◆ **SHORT PROBLEM**
Return the whole listing, line for line, without the pictures in it.
▶
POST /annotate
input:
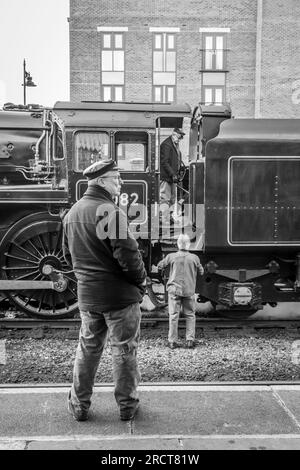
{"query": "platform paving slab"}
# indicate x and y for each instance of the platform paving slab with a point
(170, 417)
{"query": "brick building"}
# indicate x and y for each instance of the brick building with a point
(245, 52)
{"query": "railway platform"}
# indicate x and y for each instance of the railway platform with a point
(172, 416)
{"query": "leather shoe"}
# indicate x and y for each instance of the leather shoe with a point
(78, 413)
(127, 414)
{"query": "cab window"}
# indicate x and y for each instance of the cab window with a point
(90, 147)
(131, 151)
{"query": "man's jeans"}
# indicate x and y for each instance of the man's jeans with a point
(123, 328)
(188, 307)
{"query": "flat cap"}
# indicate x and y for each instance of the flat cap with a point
(100, 168)
(178, 131)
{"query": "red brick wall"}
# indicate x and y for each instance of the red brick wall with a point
(280, 49)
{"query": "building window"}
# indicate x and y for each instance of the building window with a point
(164, 67)
(214, 62)
(213, 95)
(112, 65)
(214, 51)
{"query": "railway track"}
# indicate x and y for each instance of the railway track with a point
(211, 324)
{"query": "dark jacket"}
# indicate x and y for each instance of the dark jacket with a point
(170, 160)
(104, 254)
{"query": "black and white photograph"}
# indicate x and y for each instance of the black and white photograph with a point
(149, 229)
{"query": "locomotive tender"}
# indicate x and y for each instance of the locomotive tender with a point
(240, 198)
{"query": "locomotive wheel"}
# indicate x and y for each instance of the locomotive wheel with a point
(31, 243)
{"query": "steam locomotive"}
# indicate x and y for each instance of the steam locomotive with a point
(238, 200)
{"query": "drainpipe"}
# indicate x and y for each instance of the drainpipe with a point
(259, 18)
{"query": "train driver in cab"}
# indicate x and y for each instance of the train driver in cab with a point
(170, 164)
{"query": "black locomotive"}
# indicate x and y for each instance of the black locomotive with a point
(239, 198)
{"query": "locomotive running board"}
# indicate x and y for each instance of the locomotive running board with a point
(24, 285)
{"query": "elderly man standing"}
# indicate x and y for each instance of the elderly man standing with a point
(111, 281)
(184, 267)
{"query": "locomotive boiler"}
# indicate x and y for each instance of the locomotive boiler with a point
(238, 201)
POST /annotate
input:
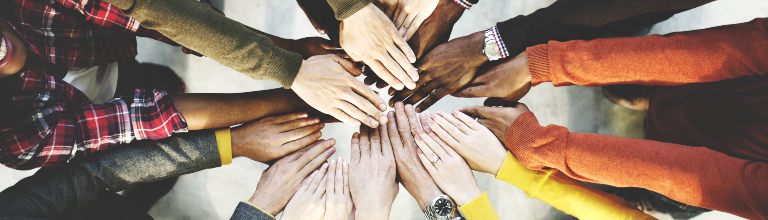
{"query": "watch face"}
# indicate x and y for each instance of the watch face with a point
(443, 207)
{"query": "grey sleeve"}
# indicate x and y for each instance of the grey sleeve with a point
(248, 212)
(65, 190)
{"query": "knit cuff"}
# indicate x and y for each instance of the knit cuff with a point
(538, 63)
(345, 8)
(283, 66)
(479, 208)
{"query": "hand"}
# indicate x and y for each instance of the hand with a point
(510, 80)
(274, 137)
(309, 201)
(408, 15)
(446, 69)
(475, 143)
(338, 200)
(449, 171)
(369, 36)
(496, 119)
(402, 126)
(278, 183)
(327, 84)
(372, 174)
(313, 46)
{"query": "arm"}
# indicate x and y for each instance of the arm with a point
◀
◆ **THE COMPLETED TASK**
POST /annotate
input:
{"query": "platform paving slab"}
# indicate x and y for each instance of the platform paving slab with a point
(170, 417)
{"query": "brick building"}
# indicate x and y for each instance of the brick building with a point
(245, 52)
{"query": "railway platform"}
# indicate x and y for each instance of the railway platform with a point
(172, 416)
{"query": "leather shoe"}
# indicate x and y for each instance of the leather shoe with a point
(78, 413)
(127, 414)
{"query": "cab window"}
# indicate x and y for each instance of the cab window with a point
(90, 147)
(131, 151)
{"query": "man's jeans"}
# indicate x and y for each instance of the man's jeans with a point
(123, 328)
(188, 307)
{"query": "flat cap"}
# indicate x and y for each instance of the flat cap with a point
(100, 168)
(178, 131)
{"query": "red brick wall"}
# indicate x and y for each instance of the red brick wall with a point
(280, 49)
{"query": "building window"}
# indicate x and y for each instance of the building window with a point
(164, 67)
(214, 62)
(213, 95)
(112, 65)
(214, 51)
{"query": "railway track"}
# indicate x and y for each instance of the railway track with a point
(211, 324)
{"query": "dark jacket"}
# indicate x and y for each instance of the dark jacket with a point
(170, 160)
(104, 254)
{"query": "black and white photograph"}
# indicate x and y for each instance of the black and white photograph with a point
(149, 229)
{"query": "locomotive tender"}
# indicate x and y for each instance of the locomotive tender with a point
(240, 198)
{"query": "locomotive wheel"}
# indicate x and y for each instance of the locomotive wheel with a point
(31, 243)
{"query": "steam locomotive"}
# indicate x and y for each instance of the steam locomotive with a point
(238, 200)
{"query": "drainpipe"}
# indicate x and y for each instance of the drainpipe with a point
(259, 18)
{"query": "train driver in cab"}
# indicate x and y for each instance of the train driver in cab with a point
(170, 164)
{"query": "black locomotive"}
# indicate x and y for each instance of the black locomotive with a point
(239, 198)
{"query": "locomotive running board"}
# indicate x and y for each instance of the locomotive running board with a point
(24, 285)
{"query": "elderly man standing"}
# indicate x and y for each instance of the elderly man standing with a point
(111, 281)
(184, 267)
{"query": "locomotive boiler"}
# indicate x and y for each instance of the locomotive boiler with a point
(238, 201)
POST /annotate
input:
{"query": "watch face"}
# indicate x and y for each instance of the watch face with a point
(443, 207)
{"query": "grey sleeve"}
# indicate x and y for each instance of the grey sleeve with a point
(248, 212)
(65, 190)
{"query": "knit cuff"}
# indicate x and y for each instance of the knit cuff with a point
(538, 63)
(345, 8)
(283, 66)
(479, 208)
{"query": "hand"}
# indicate x and y for each instance of the hand with a point
(510, 80)
(274, 137)
(309, 201)
(408, 15)
(446, 69)
(475, 143)
(338, 200)
(449, 171)
(369, 36)
(496, 119)
(402, 126)
(278, 183)
(327, 84)
(372, 174)
(313, 46)
{"query": "arm"}
# indicate x and y for each instance of the arm with a point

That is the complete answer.